## Job
Please format the entries from the line containing "Spot the pizza slice" through the end of the entries as a two-column CSV with the headers "text" and "answer". Use one row per entry, put each field in quotes, and replace line breaks with spaces.

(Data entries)

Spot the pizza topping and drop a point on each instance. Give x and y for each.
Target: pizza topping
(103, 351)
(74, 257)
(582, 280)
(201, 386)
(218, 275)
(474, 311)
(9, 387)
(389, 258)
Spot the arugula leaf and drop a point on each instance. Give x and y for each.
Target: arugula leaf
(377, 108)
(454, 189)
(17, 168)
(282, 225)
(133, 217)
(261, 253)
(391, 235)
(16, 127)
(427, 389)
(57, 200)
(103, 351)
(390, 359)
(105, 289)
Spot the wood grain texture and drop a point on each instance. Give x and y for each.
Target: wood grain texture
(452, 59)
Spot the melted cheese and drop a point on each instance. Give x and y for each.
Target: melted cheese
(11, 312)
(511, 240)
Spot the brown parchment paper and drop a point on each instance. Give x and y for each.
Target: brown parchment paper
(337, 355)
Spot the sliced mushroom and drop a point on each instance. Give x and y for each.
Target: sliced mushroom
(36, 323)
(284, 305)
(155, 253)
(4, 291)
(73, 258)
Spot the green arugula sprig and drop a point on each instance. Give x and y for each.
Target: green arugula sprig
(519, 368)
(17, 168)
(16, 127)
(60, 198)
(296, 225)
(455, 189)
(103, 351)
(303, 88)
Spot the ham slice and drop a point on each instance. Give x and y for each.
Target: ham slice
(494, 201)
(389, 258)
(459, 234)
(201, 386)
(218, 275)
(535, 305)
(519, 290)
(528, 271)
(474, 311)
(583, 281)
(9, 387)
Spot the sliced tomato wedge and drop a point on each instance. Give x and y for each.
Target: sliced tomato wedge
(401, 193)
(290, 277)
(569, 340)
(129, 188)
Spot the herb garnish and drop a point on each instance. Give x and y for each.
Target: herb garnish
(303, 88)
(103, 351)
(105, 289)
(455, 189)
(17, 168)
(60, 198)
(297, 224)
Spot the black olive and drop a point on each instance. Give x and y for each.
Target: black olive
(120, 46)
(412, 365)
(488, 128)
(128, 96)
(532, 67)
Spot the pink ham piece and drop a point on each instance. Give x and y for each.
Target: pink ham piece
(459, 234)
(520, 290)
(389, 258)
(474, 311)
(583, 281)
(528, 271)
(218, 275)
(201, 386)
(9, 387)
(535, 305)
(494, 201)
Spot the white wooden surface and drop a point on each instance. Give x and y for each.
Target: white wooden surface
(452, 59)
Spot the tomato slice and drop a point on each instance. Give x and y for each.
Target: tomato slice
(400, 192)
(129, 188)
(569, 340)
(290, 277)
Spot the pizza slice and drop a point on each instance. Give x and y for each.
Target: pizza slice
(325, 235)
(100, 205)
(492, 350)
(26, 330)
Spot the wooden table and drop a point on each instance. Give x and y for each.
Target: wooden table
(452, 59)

## Correct response
text,answer
"Spot the pizza slice and drop a point on each instance. Give x and y for each. Target: pizza slice","(325, 235) (100, 205) (492, 350) (26, 330)"
"Spot the wooden table and drop a point on each instance. Give x and y for each. Target: wooden table","(452, 59)"